**DATA IN THIS EXERCISE**
>> begin

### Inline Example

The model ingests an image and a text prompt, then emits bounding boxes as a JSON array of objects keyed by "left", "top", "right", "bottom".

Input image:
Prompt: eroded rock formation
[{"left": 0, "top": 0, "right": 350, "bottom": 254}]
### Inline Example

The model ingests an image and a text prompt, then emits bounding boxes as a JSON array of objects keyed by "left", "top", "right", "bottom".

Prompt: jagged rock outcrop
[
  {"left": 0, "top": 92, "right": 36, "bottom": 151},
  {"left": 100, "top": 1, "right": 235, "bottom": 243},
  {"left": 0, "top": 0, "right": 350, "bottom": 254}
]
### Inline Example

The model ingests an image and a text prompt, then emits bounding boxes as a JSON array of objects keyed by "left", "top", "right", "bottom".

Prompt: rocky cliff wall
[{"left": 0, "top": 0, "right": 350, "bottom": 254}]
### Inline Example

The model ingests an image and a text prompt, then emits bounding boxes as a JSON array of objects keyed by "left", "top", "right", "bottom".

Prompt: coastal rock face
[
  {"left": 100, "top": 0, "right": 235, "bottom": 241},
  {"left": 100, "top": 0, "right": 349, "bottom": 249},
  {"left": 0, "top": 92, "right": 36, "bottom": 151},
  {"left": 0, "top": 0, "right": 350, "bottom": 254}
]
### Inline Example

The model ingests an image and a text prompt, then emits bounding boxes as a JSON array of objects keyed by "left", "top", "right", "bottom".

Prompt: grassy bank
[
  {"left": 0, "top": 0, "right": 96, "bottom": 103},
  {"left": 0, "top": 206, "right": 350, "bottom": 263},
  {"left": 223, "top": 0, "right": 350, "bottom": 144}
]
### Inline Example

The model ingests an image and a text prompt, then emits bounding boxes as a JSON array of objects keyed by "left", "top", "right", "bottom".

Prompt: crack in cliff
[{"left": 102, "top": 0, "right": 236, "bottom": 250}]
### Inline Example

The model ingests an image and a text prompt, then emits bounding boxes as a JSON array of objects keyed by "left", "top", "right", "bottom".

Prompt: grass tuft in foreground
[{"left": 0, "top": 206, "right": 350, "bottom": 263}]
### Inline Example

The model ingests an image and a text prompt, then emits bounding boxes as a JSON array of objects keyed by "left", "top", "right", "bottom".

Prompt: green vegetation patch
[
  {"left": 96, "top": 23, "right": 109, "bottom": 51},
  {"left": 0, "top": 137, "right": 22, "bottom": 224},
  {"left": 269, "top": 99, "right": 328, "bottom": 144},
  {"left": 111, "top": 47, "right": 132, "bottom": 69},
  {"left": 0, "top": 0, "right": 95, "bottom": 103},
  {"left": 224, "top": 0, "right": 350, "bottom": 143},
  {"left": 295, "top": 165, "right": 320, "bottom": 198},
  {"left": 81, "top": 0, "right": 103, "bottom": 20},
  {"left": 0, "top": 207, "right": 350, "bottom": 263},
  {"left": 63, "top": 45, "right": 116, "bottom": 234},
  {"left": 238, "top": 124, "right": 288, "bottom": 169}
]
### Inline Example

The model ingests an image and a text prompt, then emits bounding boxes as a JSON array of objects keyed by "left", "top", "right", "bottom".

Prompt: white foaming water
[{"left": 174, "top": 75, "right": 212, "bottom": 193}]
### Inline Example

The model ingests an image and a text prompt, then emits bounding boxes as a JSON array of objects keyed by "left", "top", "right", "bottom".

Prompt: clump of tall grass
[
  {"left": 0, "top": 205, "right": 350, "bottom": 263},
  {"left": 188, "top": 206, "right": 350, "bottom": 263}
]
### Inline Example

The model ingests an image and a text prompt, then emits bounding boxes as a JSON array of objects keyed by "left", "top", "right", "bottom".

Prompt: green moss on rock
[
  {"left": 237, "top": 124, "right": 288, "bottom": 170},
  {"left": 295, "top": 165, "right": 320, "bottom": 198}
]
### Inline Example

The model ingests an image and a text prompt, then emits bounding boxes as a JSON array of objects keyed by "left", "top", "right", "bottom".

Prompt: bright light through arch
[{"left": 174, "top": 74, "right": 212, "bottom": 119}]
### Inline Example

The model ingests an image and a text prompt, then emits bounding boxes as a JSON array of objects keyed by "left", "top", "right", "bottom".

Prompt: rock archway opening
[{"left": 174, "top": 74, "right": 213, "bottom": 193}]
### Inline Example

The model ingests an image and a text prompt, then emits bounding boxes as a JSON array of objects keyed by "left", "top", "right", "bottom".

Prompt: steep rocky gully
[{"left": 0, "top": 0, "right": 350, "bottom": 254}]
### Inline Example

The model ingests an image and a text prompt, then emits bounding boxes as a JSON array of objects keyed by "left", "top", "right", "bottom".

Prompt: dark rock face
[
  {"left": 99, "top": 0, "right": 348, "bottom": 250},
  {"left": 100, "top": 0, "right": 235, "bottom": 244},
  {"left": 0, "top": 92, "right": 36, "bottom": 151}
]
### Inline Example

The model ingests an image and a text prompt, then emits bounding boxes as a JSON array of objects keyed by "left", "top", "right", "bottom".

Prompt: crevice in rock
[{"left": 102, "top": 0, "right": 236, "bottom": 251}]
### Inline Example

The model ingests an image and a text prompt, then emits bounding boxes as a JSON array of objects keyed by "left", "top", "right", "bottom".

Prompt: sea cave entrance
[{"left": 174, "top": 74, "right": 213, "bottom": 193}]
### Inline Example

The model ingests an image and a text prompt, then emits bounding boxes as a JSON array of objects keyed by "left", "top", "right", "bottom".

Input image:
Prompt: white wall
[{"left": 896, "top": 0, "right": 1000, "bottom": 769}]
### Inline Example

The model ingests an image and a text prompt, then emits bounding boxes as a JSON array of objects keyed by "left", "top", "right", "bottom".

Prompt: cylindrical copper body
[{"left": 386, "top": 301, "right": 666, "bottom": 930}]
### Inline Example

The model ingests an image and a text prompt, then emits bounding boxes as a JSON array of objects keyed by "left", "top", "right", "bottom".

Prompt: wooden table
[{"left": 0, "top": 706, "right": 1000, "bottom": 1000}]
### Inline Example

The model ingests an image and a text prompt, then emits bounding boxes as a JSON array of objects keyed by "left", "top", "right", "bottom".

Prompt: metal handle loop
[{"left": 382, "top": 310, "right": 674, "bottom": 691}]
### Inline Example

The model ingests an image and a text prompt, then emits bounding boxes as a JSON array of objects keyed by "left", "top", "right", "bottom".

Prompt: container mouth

>> end

**DO THIS**
Pull out every line in the rows above that contains the word "white".

**REPLY TO THE TASK**
Prompt: white foaming water
Prompt: white wall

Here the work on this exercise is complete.